▶ _DATA SUPPLIED_
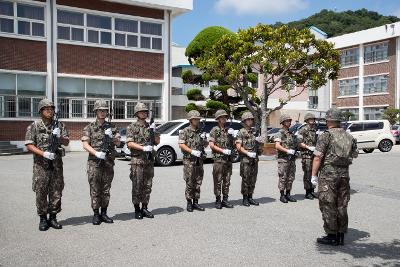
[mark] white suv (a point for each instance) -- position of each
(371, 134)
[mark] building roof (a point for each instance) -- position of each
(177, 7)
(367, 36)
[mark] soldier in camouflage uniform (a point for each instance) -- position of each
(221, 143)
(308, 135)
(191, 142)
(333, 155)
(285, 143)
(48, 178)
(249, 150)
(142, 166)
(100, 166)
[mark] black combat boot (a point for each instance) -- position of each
---
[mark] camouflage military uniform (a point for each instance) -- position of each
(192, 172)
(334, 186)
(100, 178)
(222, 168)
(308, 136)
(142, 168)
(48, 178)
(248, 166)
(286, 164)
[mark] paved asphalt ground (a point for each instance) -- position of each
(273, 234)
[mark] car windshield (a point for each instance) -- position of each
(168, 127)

▶ _AIM OF THE EXERCISE_
Of the entries above, transcribe exactly those lines that fall between the line containing "[mark] building roof" and the line containing "[mark] black combat", together with those two lines.

▶ _ANSWER BELOW_
[mark] building roof (a point for each instance) -- position of each
(177, 7)
(367, 36)
[mark] soldier in camouflage uniform (a point for each instance) -- position of each
(221, 143)
(308, 135)
(191, 142)
(333, 155)
(285, 143)
(48, 178)
(249, 150)
(142, 166)
(100, 166)
[mark] black combat boot (a point for each instance) -- position of each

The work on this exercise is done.